- **What is expected**
Repeat, exactly and completely, the entries shown underneath.

- **Record set**

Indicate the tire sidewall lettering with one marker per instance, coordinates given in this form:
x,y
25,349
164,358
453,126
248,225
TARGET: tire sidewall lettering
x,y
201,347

- **Exercise answer**
Indicate the tire sidewall lettering with one marker per instance, coordinates given in this form:
x,y
25,349
164,358
453,126
248,225
TARGET: tire sidewall lettering
x,y
201,347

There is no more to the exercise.